--- Given problem ---
Reproduce the listing below word for word.

-------------------------

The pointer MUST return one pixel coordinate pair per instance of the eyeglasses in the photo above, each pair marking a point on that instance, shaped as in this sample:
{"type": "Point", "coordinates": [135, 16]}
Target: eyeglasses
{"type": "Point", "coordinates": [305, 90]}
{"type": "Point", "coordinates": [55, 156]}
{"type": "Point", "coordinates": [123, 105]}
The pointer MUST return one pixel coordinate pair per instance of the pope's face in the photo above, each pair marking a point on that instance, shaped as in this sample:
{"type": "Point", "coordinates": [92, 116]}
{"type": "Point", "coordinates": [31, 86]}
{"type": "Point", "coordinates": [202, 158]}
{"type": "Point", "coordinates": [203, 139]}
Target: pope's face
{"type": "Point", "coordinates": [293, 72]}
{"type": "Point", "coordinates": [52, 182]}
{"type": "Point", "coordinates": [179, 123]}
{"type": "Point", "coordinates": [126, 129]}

-------------------------

--- Task response ---
The pointer MUST return one pixel coordinate pair per instance of the eyeglasses in the photo above, each pair marking a point on that instance, shaped as in this sample:
{"type": "Point", "coordinates": [135, 16]}
Target: eyeglasses
{"type": "Point", "coordinates": [305, 90]}
{"type": "Point", "coordinates": [55, 156]}
{"type": "Point", "coordinates": [123, 105]}
The pointer MUST return one pixel coordinate pair per instance of the pope's face in the photo above, each pair marking a point on that instance, shaped as in this sample:
{"type": "Point", "coordinates": [92, 116]}
{"type": "Point", "coordinates": [31, 86]}
{"type": "Point", "coordinates": [202, 158]}
{"type": "Point", "coordinates": [203, 139]}
Target: pope's face
{"type": "Point", "coordinates": [293, 72]}
{"type": "Point", "coordinates": [52, 182]}
{"type": "Point", "coordinates": [179, 123]}
{"type": "Point", "coordinates": [126, 129]}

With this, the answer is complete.